PROVIDED RECORDS below:

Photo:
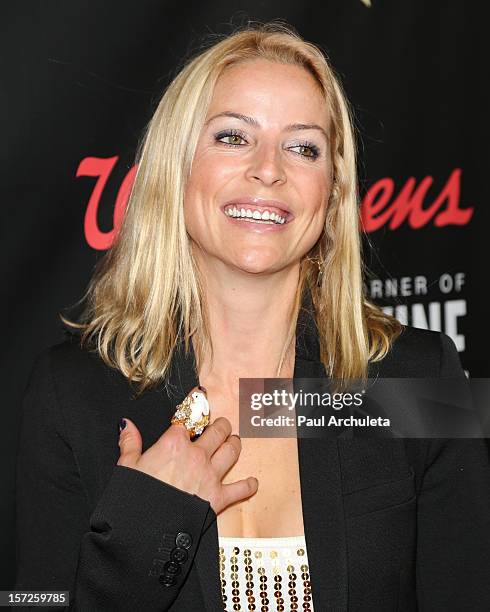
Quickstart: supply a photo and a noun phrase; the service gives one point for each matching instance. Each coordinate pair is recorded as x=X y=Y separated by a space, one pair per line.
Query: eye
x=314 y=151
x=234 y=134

End of PROVIDED RECORDS.
PROVIDED RECORDS below:

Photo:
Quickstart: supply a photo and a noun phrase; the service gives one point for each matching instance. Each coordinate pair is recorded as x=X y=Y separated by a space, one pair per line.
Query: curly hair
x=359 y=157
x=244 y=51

End of PROVIDED RECORDS.
PROVIDED RECORDS below:

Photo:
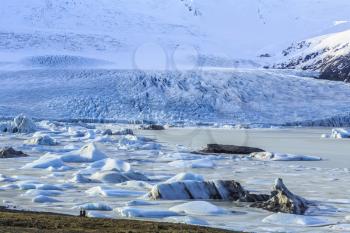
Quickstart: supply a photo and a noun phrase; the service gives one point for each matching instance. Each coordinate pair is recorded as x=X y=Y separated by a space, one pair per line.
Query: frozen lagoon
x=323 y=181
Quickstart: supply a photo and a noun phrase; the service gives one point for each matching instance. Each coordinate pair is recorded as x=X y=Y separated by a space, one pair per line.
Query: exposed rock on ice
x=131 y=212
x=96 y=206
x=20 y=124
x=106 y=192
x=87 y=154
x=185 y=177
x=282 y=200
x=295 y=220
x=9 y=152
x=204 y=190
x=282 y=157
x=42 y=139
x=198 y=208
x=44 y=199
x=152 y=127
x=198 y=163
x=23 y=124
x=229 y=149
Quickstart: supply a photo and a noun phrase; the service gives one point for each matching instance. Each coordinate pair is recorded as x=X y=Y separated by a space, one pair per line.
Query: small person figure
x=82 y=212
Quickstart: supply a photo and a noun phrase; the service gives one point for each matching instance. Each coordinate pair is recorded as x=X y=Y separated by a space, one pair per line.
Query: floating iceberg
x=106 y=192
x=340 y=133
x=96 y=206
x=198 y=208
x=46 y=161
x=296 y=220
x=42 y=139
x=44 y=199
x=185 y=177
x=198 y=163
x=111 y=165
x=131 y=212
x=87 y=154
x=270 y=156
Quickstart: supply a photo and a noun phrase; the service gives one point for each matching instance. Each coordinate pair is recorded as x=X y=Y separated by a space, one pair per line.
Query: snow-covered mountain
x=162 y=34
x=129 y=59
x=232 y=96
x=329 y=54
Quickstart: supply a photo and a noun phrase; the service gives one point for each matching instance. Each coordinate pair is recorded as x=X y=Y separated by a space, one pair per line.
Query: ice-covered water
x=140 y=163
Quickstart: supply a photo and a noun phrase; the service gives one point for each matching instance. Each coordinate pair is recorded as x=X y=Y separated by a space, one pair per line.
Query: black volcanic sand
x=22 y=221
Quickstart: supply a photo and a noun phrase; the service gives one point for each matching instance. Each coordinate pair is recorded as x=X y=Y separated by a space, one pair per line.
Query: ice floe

End of PROVIDED RECORDS.

## DIRECTIONS FOR THIS TASK:
Look through the entries above and quote exactly the lines from the line with "Query: floating iceberg" to the line with "Query: ice floe", counting both of those lines.

## YOUR SOLUTION:
Query: floating iceberg
x=106 y=192
x=340 y=133
x=96 y=206
x=198 y=208
x=46 y=161
x=296 y=220
x=42 y=139
x=44 y=199
x=185 y=177
x=198 y=163
x=111 y=165
x=131 y=212
x=87 y=154
x=270 y=156
Quickstart: supply a photo and a noun phrase; the service gives one point for each matching instance. Each coordinate pair is recorded as x=X y=Y separated by a space, one pair per line.
Query: snow-covered mountain
x=162 y=34
x=129 y=59
x=232 y=96
x=329 y=54
Quickstart: supply a photo and a noun phrase; the service gives one point for each matching instance. Each coordinate pair is recorded as x=X y=Y separated by a space, one pair per line.
Query: ice-covered water
x=140 y=163
Quickstart: supply a photo and a noun phrase; the service gives one point for each matching instance. Each coordinate pair is recorded as x=X y=Y separated by a space, one pair per line.
Query: black volcanic sand
x=22 y=221
Quickstart: supply a photo and a noun phrase; the service gives one point for each matching instance. Each coordinate pair is recorded as x=X y=Y separated by a space, one pair per line.
Query: ice floe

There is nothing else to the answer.